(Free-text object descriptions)

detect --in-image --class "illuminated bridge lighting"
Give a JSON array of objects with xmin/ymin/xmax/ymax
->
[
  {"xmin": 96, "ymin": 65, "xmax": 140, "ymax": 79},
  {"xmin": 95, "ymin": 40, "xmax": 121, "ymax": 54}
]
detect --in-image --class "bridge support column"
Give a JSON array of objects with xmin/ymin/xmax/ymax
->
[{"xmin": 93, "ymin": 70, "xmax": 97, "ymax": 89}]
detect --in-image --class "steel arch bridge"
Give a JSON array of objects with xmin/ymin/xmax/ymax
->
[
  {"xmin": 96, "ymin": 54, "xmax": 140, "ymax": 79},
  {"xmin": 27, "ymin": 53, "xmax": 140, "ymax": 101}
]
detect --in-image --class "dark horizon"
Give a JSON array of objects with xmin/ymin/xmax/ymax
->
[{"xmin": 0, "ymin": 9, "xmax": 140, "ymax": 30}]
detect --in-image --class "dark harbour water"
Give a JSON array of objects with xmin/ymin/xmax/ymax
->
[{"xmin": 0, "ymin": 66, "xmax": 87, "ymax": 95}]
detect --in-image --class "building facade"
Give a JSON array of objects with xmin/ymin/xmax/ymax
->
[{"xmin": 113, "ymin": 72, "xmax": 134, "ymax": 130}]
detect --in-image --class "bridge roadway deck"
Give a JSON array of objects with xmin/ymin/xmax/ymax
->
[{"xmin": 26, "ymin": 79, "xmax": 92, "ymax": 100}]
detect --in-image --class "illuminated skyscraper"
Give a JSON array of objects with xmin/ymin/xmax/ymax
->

Aim of the task: Reproduce each line of the data containing the word "illuminated".

Response box:
detect --in-image --class "illuminated bridge lighting"
detect --in-image --class "illuminated skyscraper"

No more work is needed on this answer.